# Text shown
Student generated test questions
Best Practice 2022
Student generated test questions
Presenter: Deepika Badampudi
Department of Software Engineering, DIPT
Problem
Changes in the mode of education (remote/on-campus) due to the pandemic has emphasized existing challenges such as low attendance rate. In addition, active student participation is often challenging regardless of the education mode.
Potential intervention
Using student-generated questions for student-centered assessment. The type of assessment can influence students’ attitudes toward learning . Questions generated by students allow students to reflect on their learning. It also allows students to demonstrate an understanding of the learning outcomes.
- Submission of questions – The objective is not just to ask students to submit questions; instead, the students should motivate why their selected questions are important for learning. In addition, the students should also provide alternative answers (typically four) and a motivation for why each alternative is correct or wrong.
- Evaluation of questions – Evaluation is based on how students select, formulate, and motivate the importance of the questions. In addition, how students choose the alternative answers (tricky or straightforward) and justify the right and wrong alternatives.
- Creation of the question bank – The teacher selects good questions from the submission to create a question bank. The idea is to add more questions each year and expand the question bank.

# Record extracts
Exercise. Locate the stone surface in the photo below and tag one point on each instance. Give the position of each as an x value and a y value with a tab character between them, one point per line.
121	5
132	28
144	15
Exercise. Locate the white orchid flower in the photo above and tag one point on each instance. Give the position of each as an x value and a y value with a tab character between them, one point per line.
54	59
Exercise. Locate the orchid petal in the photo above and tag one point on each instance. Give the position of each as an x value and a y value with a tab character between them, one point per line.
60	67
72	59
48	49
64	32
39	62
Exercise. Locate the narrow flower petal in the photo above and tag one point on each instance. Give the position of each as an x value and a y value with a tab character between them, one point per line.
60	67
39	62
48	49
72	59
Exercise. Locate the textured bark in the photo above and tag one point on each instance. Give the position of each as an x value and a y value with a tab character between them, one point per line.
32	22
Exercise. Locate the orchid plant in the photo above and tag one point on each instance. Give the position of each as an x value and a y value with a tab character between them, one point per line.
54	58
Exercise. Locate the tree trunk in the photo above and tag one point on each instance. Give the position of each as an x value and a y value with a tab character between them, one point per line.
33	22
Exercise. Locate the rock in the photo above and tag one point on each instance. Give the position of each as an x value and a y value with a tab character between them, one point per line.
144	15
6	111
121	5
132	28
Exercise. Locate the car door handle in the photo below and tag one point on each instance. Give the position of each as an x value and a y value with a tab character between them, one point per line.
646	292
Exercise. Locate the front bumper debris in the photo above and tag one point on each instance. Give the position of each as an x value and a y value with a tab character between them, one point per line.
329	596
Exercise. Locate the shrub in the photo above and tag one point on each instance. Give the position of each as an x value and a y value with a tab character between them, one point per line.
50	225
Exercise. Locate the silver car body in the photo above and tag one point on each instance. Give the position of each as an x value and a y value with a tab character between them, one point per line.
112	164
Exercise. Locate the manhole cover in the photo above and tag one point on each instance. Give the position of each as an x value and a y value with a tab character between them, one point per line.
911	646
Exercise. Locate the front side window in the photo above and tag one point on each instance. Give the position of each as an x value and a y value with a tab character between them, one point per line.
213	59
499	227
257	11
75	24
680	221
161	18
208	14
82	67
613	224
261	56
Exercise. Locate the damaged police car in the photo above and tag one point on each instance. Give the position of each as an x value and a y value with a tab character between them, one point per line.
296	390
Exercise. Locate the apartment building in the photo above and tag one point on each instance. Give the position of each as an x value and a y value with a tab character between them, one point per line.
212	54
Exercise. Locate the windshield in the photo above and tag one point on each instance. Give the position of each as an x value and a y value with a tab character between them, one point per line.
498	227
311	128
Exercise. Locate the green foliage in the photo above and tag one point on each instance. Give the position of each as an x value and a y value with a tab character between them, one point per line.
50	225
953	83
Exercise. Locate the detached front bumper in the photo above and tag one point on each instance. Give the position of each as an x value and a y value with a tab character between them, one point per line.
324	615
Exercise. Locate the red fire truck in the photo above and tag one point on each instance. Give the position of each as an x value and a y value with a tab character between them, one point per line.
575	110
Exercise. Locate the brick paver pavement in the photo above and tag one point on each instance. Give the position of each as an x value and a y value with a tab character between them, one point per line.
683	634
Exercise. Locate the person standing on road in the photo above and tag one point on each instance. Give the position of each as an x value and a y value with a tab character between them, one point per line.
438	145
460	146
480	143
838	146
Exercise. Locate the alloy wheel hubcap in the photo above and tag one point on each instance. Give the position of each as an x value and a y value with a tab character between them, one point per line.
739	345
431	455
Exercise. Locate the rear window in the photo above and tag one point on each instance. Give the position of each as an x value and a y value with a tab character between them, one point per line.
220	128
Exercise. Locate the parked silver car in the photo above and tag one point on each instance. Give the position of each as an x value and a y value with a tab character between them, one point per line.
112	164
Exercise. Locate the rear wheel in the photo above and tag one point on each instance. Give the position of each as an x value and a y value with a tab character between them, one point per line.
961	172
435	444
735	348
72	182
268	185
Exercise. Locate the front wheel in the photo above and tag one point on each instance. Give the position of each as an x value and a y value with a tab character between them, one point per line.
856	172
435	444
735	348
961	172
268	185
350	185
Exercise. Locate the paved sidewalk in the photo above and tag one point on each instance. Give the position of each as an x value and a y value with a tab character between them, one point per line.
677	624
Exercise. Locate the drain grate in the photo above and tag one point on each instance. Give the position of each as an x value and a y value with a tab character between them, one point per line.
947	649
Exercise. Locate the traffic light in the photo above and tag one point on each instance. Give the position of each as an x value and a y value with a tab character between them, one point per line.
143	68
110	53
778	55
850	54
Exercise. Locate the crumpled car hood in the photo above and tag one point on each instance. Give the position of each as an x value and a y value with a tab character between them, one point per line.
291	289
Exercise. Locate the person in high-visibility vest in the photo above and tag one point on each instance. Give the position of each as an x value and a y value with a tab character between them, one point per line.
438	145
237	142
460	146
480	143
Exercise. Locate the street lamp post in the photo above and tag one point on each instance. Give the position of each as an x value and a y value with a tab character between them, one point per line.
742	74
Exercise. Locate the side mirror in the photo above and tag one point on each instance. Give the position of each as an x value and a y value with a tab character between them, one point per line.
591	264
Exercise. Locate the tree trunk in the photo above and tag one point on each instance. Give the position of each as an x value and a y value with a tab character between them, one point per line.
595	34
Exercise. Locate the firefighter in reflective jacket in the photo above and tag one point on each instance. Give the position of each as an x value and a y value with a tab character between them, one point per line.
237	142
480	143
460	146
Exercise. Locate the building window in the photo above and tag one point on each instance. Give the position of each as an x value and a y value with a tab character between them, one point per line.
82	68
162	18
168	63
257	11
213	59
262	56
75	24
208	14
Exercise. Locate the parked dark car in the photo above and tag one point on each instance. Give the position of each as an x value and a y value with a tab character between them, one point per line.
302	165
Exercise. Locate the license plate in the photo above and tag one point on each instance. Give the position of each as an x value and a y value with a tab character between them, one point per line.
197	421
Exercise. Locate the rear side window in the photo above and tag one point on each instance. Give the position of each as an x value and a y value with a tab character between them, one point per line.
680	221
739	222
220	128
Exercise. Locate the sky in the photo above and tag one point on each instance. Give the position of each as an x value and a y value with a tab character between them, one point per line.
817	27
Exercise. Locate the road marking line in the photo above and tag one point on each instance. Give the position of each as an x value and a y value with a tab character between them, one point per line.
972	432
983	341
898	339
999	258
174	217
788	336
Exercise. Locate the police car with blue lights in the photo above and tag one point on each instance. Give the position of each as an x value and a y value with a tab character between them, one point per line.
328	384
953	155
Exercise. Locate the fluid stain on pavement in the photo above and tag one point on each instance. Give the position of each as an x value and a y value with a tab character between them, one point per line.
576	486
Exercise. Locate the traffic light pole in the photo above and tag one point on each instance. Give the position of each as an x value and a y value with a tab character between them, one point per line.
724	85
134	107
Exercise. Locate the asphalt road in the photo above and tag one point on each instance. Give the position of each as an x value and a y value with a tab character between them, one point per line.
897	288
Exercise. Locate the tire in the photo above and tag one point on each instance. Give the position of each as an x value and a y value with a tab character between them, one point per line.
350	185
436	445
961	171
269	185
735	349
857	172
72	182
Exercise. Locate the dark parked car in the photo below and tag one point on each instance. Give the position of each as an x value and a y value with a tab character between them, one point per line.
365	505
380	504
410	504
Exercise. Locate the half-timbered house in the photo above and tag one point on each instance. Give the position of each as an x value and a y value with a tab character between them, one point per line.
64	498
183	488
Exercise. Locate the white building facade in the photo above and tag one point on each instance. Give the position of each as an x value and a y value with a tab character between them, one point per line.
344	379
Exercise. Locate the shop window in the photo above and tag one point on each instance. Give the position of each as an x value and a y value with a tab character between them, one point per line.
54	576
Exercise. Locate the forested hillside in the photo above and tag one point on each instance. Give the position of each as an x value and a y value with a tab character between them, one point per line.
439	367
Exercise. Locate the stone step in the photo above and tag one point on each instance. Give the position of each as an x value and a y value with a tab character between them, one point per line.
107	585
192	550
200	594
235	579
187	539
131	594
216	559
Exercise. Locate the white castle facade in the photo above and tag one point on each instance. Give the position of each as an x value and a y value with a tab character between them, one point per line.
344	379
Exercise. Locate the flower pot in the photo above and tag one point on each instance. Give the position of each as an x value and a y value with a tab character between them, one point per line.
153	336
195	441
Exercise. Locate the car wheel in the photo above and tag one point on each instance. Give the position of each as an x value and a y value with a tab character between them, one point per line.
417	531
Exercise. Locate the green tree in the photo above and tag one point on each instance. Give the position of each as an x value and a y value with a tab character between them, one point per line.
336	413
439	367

# Problem 1
In the text on student-generated test questions, how many alternative answers should students typically provide for each question?
# Problem 2
Decide whether each statement agrees with the text on student-generated test questions, and quote the words that settle it:
(a) Active student participation is a problem only in remote education.
(b) Students must explain why each alternative answer is correct or wrong.
(c) The teacher writes new questions to build the question bank.
# Problem 3
List every step of the intervention that the text on student-generated test questions sets out.

# Answer 1
Four.

# Answer 2
(a) No: "active student participation is often challenging regardless of the education mode."
(b) Yes: "a motivation for why each alternative is correct or wrong."
(c) No: "The teacher selects good questions from the submission to create a question bank."

# Answer 3
Submission of questions
Evaluation of questions
Creation of the question bank